[Opening Recorded data section]

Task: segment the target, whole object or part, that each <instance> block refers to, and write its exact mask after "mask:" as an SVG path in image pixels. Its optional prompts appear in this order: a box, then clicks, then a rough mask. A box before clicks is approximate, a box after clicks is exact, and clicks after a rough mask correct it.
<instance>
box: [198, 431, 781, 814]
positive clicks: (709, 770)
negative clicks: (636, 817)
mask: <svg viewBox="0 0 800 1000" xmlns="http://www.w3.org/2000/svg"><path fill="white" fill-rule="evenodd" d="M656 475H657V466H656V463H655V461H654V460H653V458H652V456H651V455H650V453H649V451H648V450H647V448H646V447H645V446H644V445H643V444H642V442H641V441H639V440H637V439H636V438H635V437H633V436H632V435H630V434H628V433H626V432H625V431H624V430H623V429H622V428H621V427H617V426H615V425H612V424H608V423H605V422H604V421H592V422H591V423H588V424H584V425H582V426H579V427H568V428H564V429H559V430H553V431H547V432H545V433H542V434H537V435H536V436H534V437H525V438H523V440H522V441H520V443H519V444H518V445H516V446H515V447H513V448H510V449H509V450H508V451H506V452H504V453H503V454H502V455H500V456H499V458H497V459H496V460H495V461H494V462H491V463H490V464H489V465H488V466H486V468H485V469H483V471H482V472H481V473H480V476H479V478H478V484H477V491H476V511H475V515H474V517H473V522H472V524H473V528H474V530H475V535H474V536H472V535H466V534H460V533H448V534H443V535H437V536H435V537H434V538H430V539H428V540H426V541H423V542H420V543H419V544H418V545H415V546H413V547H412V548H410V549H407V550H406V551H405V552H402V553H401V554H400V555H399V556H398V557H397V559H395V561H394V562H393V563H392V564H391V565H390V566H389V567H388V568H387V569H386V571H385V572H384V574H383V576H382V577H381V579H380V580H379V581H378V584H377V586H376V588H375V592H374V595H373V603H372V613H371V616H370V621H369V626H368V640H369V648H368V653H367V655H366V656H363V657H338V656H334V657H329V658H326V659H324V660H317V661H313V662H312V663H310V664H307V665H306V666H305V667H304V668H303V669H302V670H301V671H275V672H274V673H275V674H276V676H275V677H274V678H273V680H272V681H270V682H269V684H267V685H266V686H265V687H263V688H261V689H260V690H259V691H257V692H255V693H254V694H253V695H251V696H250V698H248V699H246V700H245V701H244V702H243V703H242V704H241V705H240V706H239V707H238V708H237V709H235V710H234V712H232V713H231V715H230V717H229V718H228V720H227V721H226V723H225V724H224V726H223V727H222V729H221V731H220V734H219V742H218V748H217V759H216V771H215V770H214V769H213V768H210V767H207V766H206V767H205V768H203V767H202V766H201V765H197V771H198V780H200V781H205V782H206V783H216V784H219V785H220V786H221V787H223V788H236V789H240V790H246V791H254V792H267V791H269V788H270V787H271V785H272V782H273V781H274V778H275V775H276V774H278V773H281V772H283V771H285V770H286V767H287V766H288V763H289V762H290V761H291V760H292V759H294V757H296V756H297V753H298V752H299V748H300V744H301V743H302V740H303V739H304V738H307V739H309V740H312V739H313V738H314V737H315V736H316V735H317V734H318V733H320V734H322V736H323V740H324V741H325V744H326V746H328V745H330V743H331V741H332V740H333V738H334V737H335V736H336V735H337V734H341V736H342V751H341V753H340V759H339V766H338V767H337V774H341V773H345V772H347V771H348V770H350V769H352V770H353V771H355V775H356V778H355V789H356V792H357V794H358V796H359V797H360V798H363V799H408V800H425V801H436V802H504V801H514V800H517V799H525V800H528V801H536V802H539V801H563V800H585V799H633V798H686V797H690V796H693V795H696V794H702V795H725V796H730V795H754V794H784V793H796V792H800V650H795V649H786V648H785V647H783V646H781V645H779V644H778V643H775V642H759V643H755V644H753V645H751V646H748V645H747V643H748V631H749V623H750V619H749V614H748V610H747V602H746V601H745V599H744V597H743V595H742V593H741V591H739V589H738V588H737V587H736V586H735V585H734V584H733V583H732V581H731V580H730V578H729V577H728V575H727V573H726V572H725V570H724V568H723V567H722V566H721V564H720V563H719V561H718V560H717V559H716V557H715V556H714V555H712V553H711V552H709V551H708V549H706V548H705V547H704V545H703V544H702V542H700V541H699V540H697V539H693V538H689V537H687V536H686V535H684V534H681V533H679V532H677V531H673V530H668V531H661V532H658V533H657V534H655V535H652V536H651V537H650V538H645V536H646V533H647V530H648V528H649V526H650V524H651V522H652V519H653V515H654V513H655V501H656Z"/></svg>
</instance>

[Closing Recorded data section]

* Task brief *
Each entry above must be printed exactly as written.

* Reply *
Task: segment the target, whole object or part, that each <instance> block refers to, and write its exact mask after "mask:" as an SVG path in image pixels. Its optional prompts appear in this order: a box, then clicks, then a rough mask. A box before clicks is approximate, a box after clicks is exact, and clicks after a rough mask correct it.
<instance>
box: [198, 431, 781, 814]
positive clicks: (709, 770)
negative clicks: (636, 817)
mask: <svg viewBox="0 0 800 1000" xmlns="http://www.w3.org/2000/svg"><path fill="white" fill-rule="evenodd" d="M656 475H657V466H656V463H655V461H654V460H653V458H652V456H651V455H650V453H649V451H648V450H647V448H646V447H645V446H644V445H643V444H642V442H641V441H639V440H637V439H636V438H635V437H633V436H632V435H630V434H628V433H626V432H625V431H624V430H623V429H622V428H621V427H617V426H615V425H612V424H608V423H605V422H604V421H592V422H591V423H588V424H584V425H582V426H579V427H568V428H564V429H559V430H553V431H547V432H545V433H542V434H537V435H536V436H534V437H525V438H523V440H522V441H520V443H519V444H518V445H516V446H515V447H513V448H510V449H509V450H508V451H506V452H504V453H503V454H502V455H500V456H499V458H497V459H496V460H495V461H494V462H491V463H490V464H489V465H488V466H486V468H485V469H483V471H482V472H481V473H480V476H479V478H478V484H477V491H476V511H475V515H474V517H473V522H472V524H473V528H474V530H475V535H474V536H472V535H466V534H460V533H448V534H443V535H437V536H435V537H434V538H430V539H428V540H426V541H423V542H420V543H419V544H418V545H415V546H413V547H412V548H410V549H407V550H406V551H405V552H402V553H401V554H400V555H399V556H398V557H397V559H395V561H394V562H393V563H392V564H391V565H390V566H389V567H388V568H387V569H386V571H385V572H384V574H383V576H382V577H381V579H380V580H379V581H378V584H377V586H376V588H375V592H374V595H373V603H372V613H371V616H370V621H369V626H368V640H369V648H368V653H367V655H366V656H363V657H338V656H334V657H329V658H326V659H324V660H317V661H313V662H312V663H310V664H307V665H306V666H305V667H304V668H303V669H302V670H301V671H275V672H274V673H275V674H276V676H275V677H274V678H273V680H272V681H270V682H269V684H267V685H266V686H265V687H263V688H261V689H260V690H259V691H257V692H255V693H254V694H253V695H251V696H250V698H248V699H246V700H245V701H244V702H243V703H242V704H241V705H240V706H239V707H238V708H237V709H235V710H234V712H232V713H231V715H230V717H229V718H228V720H227V721H226V723H225V724H224V726H223V727H222V729H221V731H220V734H219V742H218V748H217V759H216V771H215V770H214V769H213V768H210V767H207V766H206V767H205V768H203V767H202V766H201V765H197V771H198V780H200V781H205V782H206V783H216V784H219V785H220V786H221V787H223V788H236V789H240V790H246V791H254V792H267V791H269V788H270V787H271V785H272V782H273V781H274V778H275V775H276V774H278V773H281V772H283V771H285V770H286V767H287V766H288V763H289V762H290V761H291V760H292V759H294V757H296V756H297V753H298V752H299V748H300V744H301V743H302V740H303V739H304V738H307V739H309V740H312V739H313V738H314V737H315V736H316V735H317V734H318V733H320V734H322V736H323V740H324V741H325V744H326V746H328V745H330V743H331V741H332V740H333V738H334V737H335V736H336V735H337V734H341V736H342V751H341V753H340V759H339V766H338V767H337V774H341V773H345V772H347V771H348V770H350V769H352V770H353V771H355V775H356V778H355V789H356V792H357V794H358V796H359V797H360V798H363V799H408V800H425V801H436V802H504V801H514V800H517V799H525V800H528V801H536V802H539V801H563V800H585V799H633V798H686V797H690V796H693V795H696V794H702V795H725V796H730V795H754V794H784V793H796V792H800V650H795V649H786V648H785V647H783V646H781V645H779V644H778V643H775V642H759V643H755V644H753V645H751V646H748V645H747V643H748V631H749V623H750V619H749V614H748V610H747V602H746V601H745V599H744V597H743V595H742V593H741V591H739V589H738V588H737V587H736V586H735V585H734V584H733V583H732V581H731V580H730V578H729V577H728V575H727V573H726V572H725V570H724V568H723V567H722V566H721V564H720V563H719V561H718V560H717V559H716V557H715V556H714V555H712V553H711V552H709V551H708V549H706V548H705V547H704V545H703V544H702V542H700V541H699V540H697V539H693V538H689V537H687V536H686V535H684V534H681V533H679V532H677V531H673V530H668V531H661V532H658V533H657V534H655V535H652V536H651V537H650V538H645V536H646V533H647V530H648V528H649V526H650V524H651V522H652V519H653V515H654V513H655V501H656Z"/></svg>
</instance>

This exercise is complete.